------ LEESTEKST

3.2 Provinciaal en Regionaal beleid

3.2.1 Provinciale structuurvisie 'Visie op Zuid-Holland'

Op basis van de Wet ruimtelijke ordening moeten gemeenten, provincies en Rijk hun beleid neerleggen in één of meer structuurvisies. De provincie Zuid-Holland heeft op 9 juli 2014 voor de gehele provincie de structuurvisie 'Ruimte en Mobiliteit' vastgesteld. De structuurvisie gaat uit van structurele, maar ook onzekere, veranderingen in de samenleving, economie en het milieu. Veranderingen die er toe leiden dat de voorspelbaarheid van ontwikkelingen vermindert. Binnen dit dynamische speelveld zet de provincie in op het beter benutten en verder opwaarderen van bovenlokale netwerken, landschapsstructuren en verstedelijkingspatronen. De behoefte van de gebruikers staat daarbij centraal; het aanbod moet zijn afgestemd op hun vraag.

Vier rode draden geven richting aan de gewenste ontwikkeling en het handelen van de provincie: beter benutten en opwaarderen van wat er is, vergroten van de agglomeratiekracht, verbeteren van de ruimtelijke kwaliteit en het bevorderen van de transitie naar een water- en energie-efficiënte samenleving. Voor de bebouwde ruimte streeft de provincie naar een compact, samenhangend en kwalitatief hoogwaardig bebouwd gebied, met een inzet op verdichting, concentratie en specialisatie binnen het bestaand stads- en dorpsgebied.

------------
------ OVERZICHT DATA

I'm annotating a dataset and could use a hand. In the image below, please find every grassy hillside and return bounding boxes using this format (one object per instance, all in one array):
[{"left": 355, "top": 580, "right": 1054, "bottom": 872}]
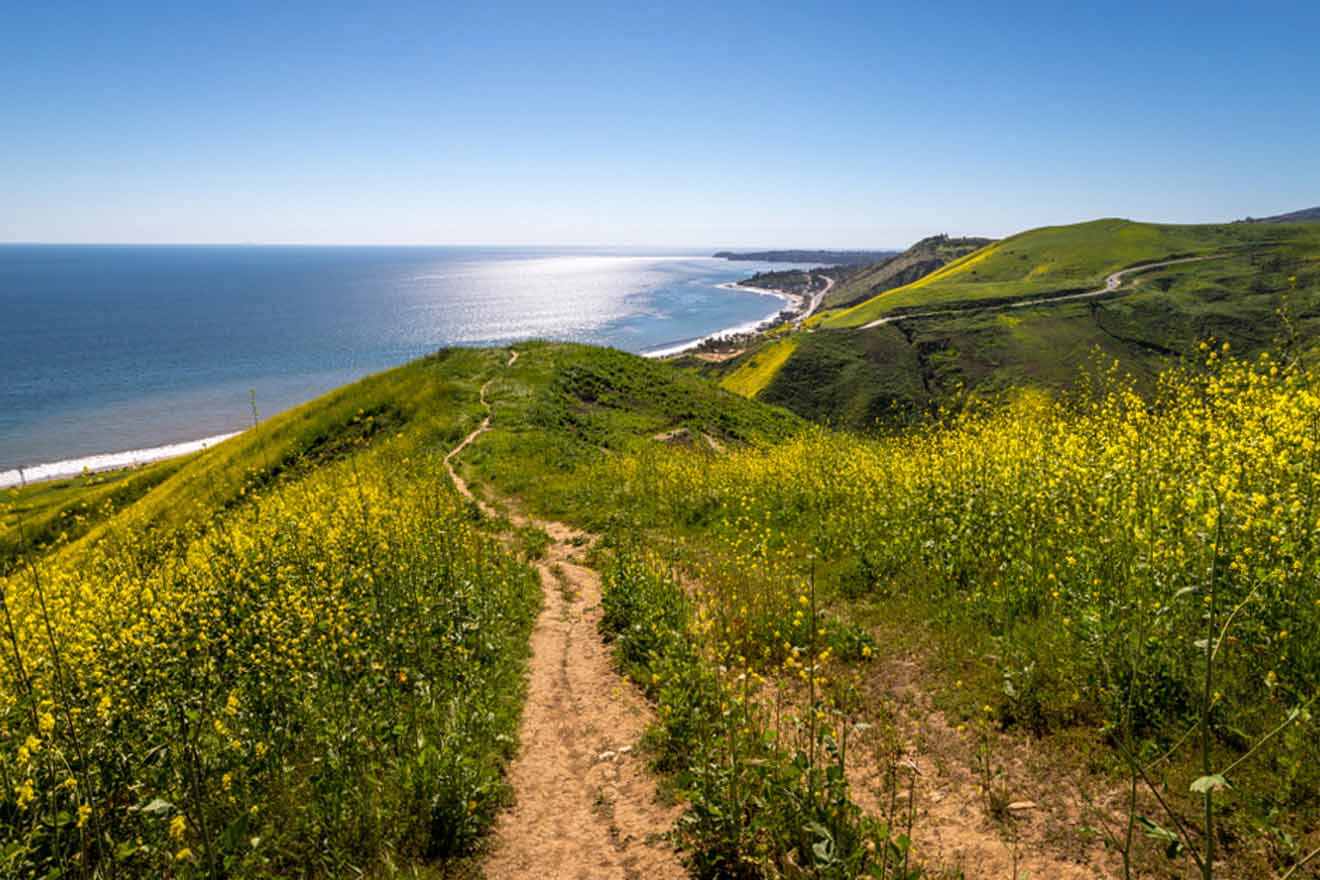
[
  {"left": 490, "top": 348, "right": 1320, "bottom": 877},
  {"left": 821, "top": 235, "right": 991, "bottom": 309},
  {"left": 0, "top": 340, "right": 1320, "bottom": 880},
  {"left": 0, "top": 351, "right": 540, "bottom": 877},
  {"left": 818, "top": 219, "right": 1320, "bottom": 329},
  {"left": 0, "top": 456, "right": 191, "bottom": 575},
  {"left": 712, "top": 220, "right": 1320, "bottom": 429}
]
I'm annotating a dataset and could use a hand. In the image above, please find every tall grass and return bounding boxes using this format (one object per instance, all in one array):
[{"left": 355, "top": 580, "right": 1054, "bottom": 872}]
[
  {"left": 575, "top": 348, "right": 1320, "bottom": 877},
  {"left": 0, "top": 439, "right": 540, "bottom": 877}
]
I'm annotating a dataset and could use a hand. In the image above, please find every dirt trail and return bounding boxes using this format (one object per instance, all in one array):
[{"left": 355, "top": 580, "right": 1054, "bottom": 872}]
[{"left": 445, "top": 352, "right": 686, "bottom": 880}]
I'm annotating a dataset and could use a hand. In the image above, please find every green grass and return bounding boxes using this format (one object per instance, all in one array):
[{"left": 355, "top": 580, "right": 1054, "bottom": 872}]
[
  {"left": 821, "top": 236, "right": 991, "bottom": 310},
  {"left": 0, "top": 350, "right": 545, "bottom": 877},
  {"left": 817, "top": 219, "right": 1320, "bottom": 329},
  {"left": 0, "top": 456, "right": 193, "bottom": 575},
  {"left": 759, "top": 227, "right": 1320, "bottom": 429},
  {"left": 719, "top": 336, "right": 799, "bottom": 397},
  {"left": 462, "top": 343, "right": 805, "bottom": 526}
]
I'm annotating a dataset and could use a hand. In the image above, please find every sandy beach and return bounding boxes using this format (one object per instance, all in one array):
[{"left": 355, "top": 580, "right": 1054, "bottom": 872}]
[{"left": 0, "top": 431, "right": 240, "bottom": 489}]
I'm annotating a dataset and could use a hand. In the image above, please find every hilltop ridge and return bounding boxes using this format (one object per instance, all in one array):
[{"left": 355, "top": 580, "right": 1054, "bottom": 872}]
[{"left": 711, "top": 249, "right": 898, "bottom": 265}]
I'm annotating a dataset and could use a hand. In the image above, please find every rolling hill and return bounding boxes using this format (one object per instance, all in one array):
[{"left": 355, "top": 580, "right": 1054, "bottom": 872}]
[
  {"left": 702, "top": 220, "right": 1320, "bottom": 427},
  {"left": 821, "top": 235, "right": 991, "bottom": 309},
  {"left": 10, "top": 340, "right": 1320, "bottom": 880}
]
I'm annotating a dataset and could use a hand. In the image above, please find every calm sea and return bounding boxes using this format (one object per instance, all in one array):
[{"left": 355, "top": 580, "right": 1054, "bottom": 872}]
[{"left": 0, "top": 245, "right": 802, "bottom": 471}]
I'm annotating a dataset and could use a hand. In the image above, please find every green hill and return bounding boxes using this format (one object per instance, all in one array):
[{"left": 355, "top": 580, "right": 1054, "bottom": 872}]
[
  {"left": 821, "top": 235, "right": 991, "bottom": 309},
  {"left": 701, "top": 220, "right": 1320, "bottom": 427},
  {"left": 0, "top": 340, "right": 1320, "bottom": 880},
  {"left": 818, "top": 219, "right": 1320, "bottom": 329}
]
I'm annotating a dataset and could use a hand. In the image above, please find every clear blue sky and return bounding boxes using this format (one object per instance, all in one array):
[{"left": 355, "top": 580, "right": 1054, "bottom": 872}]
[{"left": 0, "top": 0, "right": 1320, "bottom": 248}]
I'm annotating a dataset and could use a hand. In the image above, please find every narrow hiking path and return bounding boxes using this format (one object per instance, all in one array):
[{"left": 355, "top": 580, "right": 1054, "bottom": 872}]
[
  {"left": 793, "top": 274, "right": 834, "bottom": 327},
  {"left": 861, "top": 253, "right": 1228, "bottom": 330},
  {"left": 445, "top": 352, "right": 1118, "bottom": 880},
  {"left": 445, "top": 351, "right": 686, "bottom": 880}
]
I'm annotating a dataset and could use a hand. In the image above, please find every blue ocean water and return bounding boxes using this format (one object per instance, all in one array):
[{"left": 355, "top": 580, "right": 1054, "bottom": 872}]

------------

#### OPDRACHTEN:
A. Op welke datum stelde de provincie Zuid-Holland volgens de tekst over het provinciale beleid de structuurvisie 'Ruimte en Mobiliteit' vast?
B. Ga verder met de tekst over het provinciale beleid van Zuid-Holland, te beginnen na de laatste zin.
De data heb je hier niet nodig.

#### ANTWOORDEN:
A. Op 9 juli 2014.

B.
3.2.2 Provinciale verordening Ruimte

Samen met de structuurvisie is de verordening 'Ruimte' vastgesteld. In deze verordening vindt een juridische vertaling plaats van het beleid uit de structuurvisie. De verordening stelt regels met betrekking tot belangrijke ruimtelijke elementen die een doorwerking hebben in het bestemmingsplan. Onderwerpen die aan bod komen zijn onder andere de ladder voor duurzame verstedelijking, kantoren, bedrijven, detailhandel, veiligheidszonering oevers Nieuwe Maas, ruimtelijke kwaliteit, herbestemmen bestaande bebouwing buiten het bestaand stadsgebied, ecologische hoofdstructuur, molenbiotopen, windenergie, regionale waterkeringen, buitendijks bouwen en archeologie.

De ladder voor duurzame verstedelijking uit het Besluit ruimtelijke ordening is geïncorporeerd in de provinciale verordening. Het bestemmingsplan voorziet niet in een nieuwe ruimtelijke ontwikkeling. Het plan hoeft daarom niet te worden getoetst aan de ladder voor duurzame verstedelijking.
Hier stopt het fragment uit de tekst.